EXTRACTED MATERIAL →
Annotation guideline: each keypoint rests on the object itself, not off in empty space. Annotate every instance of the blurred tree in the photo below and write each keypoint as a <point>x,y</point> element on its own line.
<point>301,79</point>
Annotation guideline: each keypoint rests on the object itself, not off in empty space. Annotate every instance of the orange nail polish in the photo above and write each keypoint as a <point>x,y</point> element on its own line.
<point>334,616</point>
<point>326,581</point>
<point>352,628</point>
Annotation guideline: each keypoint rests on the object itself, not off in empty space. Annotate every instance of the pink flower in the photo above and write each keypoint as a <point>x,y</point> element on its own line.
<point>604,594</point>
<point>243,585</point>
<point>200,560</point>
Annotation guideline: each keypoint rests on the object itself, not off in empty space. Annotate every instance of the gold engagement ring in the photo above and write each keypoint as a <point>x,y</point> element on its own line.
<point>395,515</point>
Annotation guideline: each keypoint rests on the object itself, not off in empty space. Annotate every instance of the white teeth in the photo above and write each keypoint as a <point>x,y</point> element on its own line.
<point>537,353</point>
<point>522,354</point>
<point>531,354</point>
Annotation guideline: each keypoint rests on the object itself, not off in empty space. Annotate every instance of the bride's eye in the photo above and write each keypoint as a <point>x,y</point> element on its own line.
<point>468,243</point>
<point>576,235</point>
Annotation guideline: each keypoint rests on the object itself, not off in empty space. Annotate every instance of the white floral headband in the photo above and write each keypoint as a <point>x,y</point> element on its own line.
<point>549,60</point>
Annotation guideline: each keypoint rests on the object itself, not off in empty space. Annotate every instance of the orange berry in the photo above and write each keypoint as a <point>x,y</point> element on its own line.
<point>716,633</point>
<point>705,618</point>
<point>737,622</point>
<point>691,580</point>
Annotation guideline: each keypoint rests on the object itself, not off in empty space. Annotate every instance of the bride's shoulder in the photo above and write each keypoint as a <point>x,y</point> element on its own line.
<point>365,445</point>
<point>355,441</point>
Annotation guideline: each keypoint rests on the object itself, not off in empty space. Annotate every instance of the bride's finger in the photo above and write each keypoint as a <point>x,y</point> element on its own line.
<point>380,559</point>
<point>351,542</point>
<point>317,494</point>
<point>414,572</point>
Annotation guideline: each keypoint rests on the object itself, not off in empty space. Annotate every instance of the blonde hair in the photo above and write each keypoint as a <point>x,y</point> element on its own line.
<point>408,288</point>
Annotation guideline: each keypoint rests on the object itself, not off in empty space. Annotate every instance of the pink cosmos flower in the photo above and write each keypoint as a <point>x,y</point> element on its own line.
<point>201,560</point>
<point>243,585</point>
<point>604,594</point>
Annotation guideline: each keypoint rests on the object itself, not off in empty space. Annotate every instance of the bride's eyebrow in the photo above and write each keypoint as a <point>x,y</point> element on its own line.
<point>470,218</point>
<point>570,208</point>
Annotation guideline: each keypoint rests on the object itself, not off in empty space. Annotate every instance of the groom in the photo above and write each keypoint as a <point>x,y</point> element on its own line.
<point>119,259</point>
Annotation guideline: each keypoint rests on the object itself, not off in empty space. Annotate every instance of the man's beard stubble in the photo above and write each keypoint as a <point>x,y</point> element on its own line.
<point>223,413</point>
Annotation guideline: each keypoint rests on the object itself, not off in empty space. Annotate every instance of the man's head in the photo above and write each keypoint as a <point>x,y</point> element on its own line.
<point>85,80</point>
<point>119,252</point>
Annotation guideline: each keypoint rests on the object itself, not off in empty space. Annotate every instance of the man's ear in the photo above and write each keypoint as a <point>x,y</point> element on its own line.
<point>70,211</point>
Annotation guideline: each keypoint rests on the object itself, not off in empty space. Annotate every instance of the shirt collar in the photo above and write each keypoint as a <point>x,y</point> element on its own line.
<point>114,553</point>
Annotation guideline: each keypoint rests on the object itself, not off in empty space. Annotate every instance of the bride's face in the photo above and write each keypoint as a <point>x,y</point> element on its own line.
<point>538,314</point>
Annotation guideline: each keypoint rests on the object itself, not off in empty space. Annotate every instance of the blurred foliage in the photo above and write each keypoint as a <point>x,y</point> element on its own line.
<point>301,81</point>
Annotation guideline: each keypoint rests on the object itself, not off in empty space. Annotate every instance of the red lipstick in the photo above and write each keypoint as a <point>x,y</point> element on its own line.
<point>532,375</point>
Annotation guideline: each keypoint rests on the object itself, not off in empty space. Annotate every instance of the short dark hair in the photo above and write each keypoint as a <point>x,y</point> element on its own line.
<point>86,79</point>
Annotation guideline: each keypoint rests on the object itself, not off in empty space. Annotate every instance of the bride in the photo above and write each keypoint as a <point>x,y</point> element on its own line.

DESCRIPTION OF THE TASK → Extract the complete set of records unchanged.

EXPECTED ANSWER →
Annotation guideline: each keypoint rests on the object itself, not off in empty space. Annotate every instance of the blurred tree in the photo below and write each keypoint as a <point>x,y</point> element on its own line.
<point>301,79</point>
Annotation guideline: each keypoint rests on the object itself, not off in empty space. Annotate every instance of the orange nail polish in the photo above and write each keypoint as a <point>x,y</point> element on its own line.
<point>334,616</point>
<point>326,581</point>
<point>352,628</point>
Annotation guideline: each keypoint rests on the object itself, not off in empty space. Annotate every instance of the pink flower in the photo above and write each keypoint as a <point>x,y</point> element on its own line.
<point>604,594</point>
<point>243,585</point>
<point>200,560</point>
Annotation guideline: each keypoint rests on the object itself, not off in empty space. Annotate every instance of the gold engagement ring in the photo above and write each keypoint as a <point>x,y</point> element on its own line.
<point>395,515</point>
Annotation guideline: each keypoint rests on the object itself, not off in empty space. Annotate every instance of the white teeth in the photo above and write each keypoint as a <point>x,y</point> element on its own line.
<point>537,353</point>
<point>522,354</point>
<point>531,354</point>
Annotation guideline: each keypoint rests on the object itself, not off in empty space. Annotate every instance of the bride's eye in the photo above and write each keypoint as a <point>x,y</point> element on its own line.
<point>468,243</point>
<point>576,235</point>
Annotation guideline: each keypoint rests on the object itself, not off in empty space. Annotate every instance of the white floral headband in the photo above and write each keypoint as a <point>x,y</point> element on its own line.
<point>549,60</point>
Annotation guideline: each keypoint rests on the object itself, not off in empty space. Annotate every instance of the orange berry in the photo above and write each keypoint as a <point>x,y</point> element on its own line.
<point>716,633</point>
<point>705,618</point>
<point>737,622</point>
<point>691,580</point>
Annotation guideline: each keypoint rests on the object itself, not off in empty space. Annotate every instance of the bride's shoulder in the photo above and write each keypoint as a <point>x,y</point> element on its own line.
<point>365,445</point>
<point>355,441</point>
Annotation guideline: each keypoint rests on the object itself, not off in empty space. Annotate every instance of the bride's finger in the photo above and write each keypoint as a <point>x,y</point> element on its own line.
<point>380,559</point>
<point>351,542</point>
<point>317,494</point>
<point>414,572</point>
Annotation guideline: each keypoint rests on the object itself, not off in empty space. Annotate every instance of the blonde hair in the photo above and write each keypoint as a <point>x,y</point> element on its own line.
<point>408,288</point>
Annotation guideline: each keypoint rests on the object itself, not off in empty space. Annotate every instance of the pink cosmos flower in the photo above and write each keypoint as a <point>x,y</point> element on its own line.
<point>201,560</point>
<point>243,585</point>
<point>604,594</point>
Annotation guideline: each keypoint rests on the object itself, not off in empty space. Annotate every instance of the bride's eyebrow in the photo above and write each keypoint as a <point>x,y</point> element on its own line.
<point>470,218</point>
<point>570,208</point>
Annotation guideline: each keypoint rests on the object itself, not off in empty space. Annotate every instance of the groom in the photo above and write each keypoint as a <point>x,y</point> element on its own line.
<point>119,259</point>
Annotation guideline: each keypoint rests on the object itself, not off in empty space. Annotate every instance of the man's beard stubble in the photo above and write each keypoint as a <point>x,y</point> element on its own line.
<point>223,413</point>
Annotation guideline: each keypoint rests on the object itself, not off in empty space. Annotate every instance of the man's head in the photo above and write each keypoint as a <point>x,y</point> element on its own line.
<point>85,80</point>
<point>119,252</point>
Annotation guideline: each keypoint rests on the object itself, not off in empty space. Annotate every instance of the man's ear in the photo above and write each keypoint as a <point>x,y</point> element on its own line.
<point>70,211</point>
Annotation guideline: each keypoint rests on the object itself, not off in empty space. Annotate every instance of the shirt collar in the photo above and write each keypoint as a <point>x,y</point> element on its own line.
<point>114,553</point>
Annotation guideline: each keypoint rests on the object itself, not off in empty space. Annotate every instance of the bride's face in the photo above and write each keypoint as a <point>x,y</point> element on its own line.
<point>538,314</point>
Annotation guideline: each keypoint rests on the object itself, not off in empty space. Annotate every instance of the blurred foliage in the photo above and write each keypoint as a <point>x,y</point> element on its own line.
<point>301,81</point>
Annotation guideline: each keypoint rests on the object itself, not off in empty space. Annotate every instance of the red lipstick in the photo above and write each keypoint as a <point>x,y</point> element on its own line.
<point>532,375</point>
Annotation guideline: each keypoint rests on the object itself, not off in empty space. Annotate every instance of the short dark hair in the photo above and write each keypoint as a <point>x,y</point> element on its own line.
<point>86,79</point>
Annotation guideline: each keypoint rests on the object itself, not off in empty space. Annotate every instance of the bride in the photo above and write each keypoint as a <point>x,y</point> element on its own line.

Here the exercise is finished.